Natural language region descriptions:
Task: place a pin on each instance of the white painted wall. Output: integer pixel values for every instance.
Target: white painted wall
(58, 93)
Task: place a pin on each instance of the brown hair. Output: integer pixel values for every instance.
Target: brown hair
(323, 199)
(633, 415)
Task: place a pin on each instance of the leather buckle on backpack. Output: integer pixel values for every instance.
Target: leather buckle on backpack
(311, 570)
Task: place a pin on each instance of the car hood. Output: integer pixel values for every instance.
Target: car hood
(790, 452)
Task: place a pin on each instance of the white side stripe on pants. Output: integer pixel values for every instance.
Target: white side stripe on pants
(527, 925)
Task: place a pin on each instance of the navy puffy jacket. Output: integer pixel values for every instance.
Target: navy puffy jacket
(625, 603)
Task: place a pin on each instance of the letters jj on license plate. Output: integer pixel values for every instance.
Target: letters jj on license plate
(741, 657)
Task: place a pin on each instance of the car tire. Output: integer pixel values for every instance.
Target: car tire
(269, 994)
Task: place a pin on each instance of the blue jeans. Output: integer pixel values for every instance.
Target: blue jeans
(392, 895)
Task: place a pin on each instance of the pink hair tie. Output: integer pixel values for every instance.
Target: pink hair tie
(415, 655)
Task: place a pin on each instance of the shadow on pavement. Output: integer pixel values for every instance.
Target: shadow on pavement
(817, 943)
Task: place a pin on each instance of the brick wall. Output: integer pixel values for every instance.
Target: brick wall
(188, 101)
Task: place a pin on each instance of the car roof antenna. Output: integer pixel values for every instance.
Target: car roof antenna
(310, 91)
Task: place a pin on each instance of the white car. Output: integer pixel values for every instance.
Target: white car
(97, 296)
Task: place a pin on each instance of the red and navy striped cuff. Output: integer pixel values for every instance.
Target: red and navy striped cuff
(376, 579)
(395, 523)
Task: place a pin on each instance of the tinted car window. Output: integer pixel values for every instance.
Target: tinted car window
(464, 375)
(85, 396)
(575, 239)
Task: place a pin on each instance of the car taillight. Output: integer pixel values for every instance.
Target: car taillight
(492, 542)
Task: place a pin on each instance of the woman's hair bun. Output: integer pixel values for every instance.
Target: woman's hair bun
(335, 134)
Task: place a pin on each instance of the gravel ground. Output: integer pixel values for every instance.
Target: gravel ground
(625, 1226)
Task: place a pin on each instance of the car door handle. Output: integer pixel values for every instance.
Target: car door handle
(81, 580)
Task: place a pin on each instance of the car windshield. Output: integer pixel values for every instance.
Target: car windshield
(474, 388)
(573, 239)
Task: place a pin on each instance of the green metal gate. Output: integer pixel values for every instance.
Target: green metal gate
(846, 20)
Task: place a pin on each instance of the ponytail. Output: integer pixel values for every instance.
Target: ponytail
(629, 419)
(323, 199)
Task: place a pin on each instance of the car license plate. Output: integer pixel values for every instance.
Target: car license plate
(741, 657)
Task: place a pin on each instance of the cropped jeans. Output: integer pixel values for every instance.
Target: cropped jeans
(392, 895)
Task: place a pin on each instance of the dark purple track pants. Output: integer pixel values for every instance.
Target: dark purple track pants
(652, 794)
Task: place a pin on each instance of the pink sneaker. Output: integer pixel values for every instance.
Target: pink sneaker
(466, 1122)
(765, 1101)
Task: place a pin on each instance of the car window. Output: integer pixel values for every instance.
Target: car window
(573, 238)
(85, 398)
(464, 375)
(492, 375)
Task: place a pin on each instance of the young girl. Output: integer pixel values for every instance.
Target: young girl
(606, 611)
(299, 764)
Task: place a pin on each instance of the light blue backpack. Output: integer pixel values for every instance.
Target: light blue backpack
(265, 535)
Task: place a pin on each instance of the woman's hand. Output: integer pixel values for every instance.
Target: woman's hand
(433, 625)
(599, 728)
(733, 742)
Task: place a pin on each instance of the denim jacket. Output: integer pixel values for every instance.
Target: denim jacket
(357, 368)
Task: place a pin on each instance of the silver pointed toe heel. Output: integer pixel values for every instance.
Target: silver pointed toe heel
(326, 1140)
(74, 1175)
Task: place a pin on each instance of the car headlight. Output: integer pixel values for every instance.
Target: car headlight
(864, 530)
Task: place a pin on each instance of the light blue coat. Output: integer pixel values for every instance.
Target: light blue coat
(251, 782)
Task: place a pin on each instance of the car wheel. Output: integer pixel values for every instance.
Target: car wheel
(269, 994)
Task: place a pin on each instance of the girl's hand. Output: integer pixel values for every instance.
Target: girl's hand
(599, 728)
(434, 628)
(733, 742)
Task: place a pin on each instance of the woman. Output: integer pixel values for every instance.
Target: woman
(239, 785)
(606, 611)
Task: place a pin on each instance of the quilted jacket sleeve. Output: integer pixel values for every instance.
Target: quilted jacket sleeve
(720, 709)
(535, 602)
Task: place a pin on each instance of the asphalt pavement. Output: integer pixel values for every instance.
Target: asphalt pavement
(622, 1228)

- DESCRIPTION OF THE TASK: Output the entries above in their entirety, exactly as written.

- PROBLEM SOLUTION:
Task: place a pin on each instance of the white painted wall. Output: integer pixel values for every instance.
Target: white painted wall
(58, 93)
Task: place a pin on each instance of the brown hair. Output: integer pixel values for every instance.
Target: brown hair
(323, 199)
(633, 415)
Task: place a pin on each instance of the leather buckle on backpack. Output: integer pixel values for every instance.
Target: leather buckle on backpack
(311, 570)
Task: place a pin on each instance of the car hood. Output: integer pixel values for every instance.
Target: car hood
(790, 452)
Task: place a pin on each instance of the white side stripe on pants. Output: integer pixel values for every instance.
Target: white side stripe on pants
(527, 925)
Task: place a pin on each instance of the navy puffy jacket. Output: integer pixel values for every instance.
Target: navy puffy jacket
(625, 603)
Task: place a pin on each instance of the letters jj on license plate. Output: integer pixel values for every instance.
Target: letters jj on license plate
(741, 657)
Task: place a pin on each instance of the car tire. Output: integer pixel values for every instance.
Target: car tire
(269, 994)
Task: place a pin on each instance of the blue jeans. Output: integer pixel values for every instance.
Target: blue jeans
(392, 895)
Task: place a pin on each instance of the pink hair tie. Output: integer pixel values for every instance.
Target: pink hair tie
(415, 655)
Task: place a pin on each instance of the shadow on pavement. Output: integer pixel values for every instance.
Target: shadow on pavement
(817, 943)
Task: place a pin on each instance of the brick wall. Output: integer pixel values for every instance.
Target: brick wall
(188, 101)
Task: place a pin on each instance of the car roof antenna. Output: integer pixel values for every instance.
Target: car roof antenna
(310, 91)
Task: place a pin on each instance of the white car. Output: integer pixel values for every instance.
Target: white car
(97, 296)
Task: place a pin on each instance of the red and navy striped cuff. Output: integer pixel values for every instance.
Target: red and navy striped cuff
(376, 579)
(395, 523)
Task: place a pin on each instance of the tinted car window. Output: integer pixel values for every instance.
Target: tinted car window
(464, 375)
(85, 396)
(575, 239)
Task: place a pin on each instance of the car taillight. Output: integer pixel values for every instance.
Target: car taillight
(492, 542)
Task: place a pin on each instance of the woman's hair bun. Output: integer pixel values for every instance.
Target: woman's hair bun
(335, 134)
Task: place a pin on each instance of the gravel ground. Output: integer pixel values for every instance.
Target: gravel ground
(625, 1226)
Task: place a pin on each instance of the car door handle. Output: integer pixel values for every instance.
Target: car door handle
(81, 580)
Task: place a pin on each instance of the car windshield. Output: integer pixel values for every instance.
Target: car windshield
(474, 388)
(573, 239)
Task: place a pin on each instance of the green metal gate. Output: integer pixel values for every instance.
Target: green metal gate
(846, 20)
Task: place a pin on each instance of the ponytail. Output: integer pixel values for every instance.
Target: ponytail
(629, 419)
(323, 199)
Task: place a pin on each instance of the car license plate. Output: integer pixel values for every instance.
Target: car license plate
(741, 657)
Task: place a pin on each instance of the cropped jeans. Output: integer pixel values for every instance.
Target: cropped jeans
(392, 895)
Task: place a pin on each instance of the dark purple track pants. Output: integer pixel values for every instance.
Target: dark purple track pants
(652, 794)
Task: place a pin on each instance of the pink sneaker. Output: integer pixel values for every instance.
Target: pink sneaker
(466, 1122)
(765, 1101)
Task: place a pin on each instance of the car window. Output: integer pixel values for every instance.
Target: car window
(573, 238)
(85, 398)
(464, 375)
(492, 375)
Task: place a pin on each instance of the young girl. Output: integer pixel values for every instance.
Target: young girl
(606, 611)
(299, 764)
Task: place a pin on each instance of the light blue backpack. Output: integer pixel values for every instance.
Target: light blue backpack
(265, 535)
Task: place a pin on each instance of the woman's hand. Output: integer pixel values for every instance.
Target: woman's hand
(433, 625)
(599, 728)
(733, 742)
Task: place a pin on each instance of the denim jacket. Output: integer pixel values for every instance.
Target: denim jacket
(357, 368)
Task: place a pin on each instance of the silver pointed toe heel. Output: integer pixel values for every instance.
Target: silver pointed toe heel
(326, 1140)
(74, 1175)
Task: place a pin on each instance of the car headlight. Output: integer pixel values for every instance.
Target: car headlight
(864, 530)
Task: place a pin on each instance of the light blue coat. Output: integer pixel values for every instance.
Target: light blue coat
(251, 782)
Task: place a pin on each instance of the car wheel. Output: integer pixel values for every instance.
Target: car wheel
(269, 994)
Task: place a pin on each instance of the girl's hand. Output: integer pixel values for every instance.
Target: girl's hand
(599, 728)
(434, 628)
(733, 742)
Task: place a pin on each instance of the woman. Output: integer pixel values for every instance.
Target: woman
(239, 785)
(606, 611)
Task: place a pin on each instance of the quilted jacket sleeve. Output: integer pixel values for every instance.
Target: quilted jacket sleeve
(720, 709)
(535, 602)
Task: place a pin on each instance of the asphalt pavement. Output: integer pixel values for every instance.
Target: asphalt pavement
(622, 1228)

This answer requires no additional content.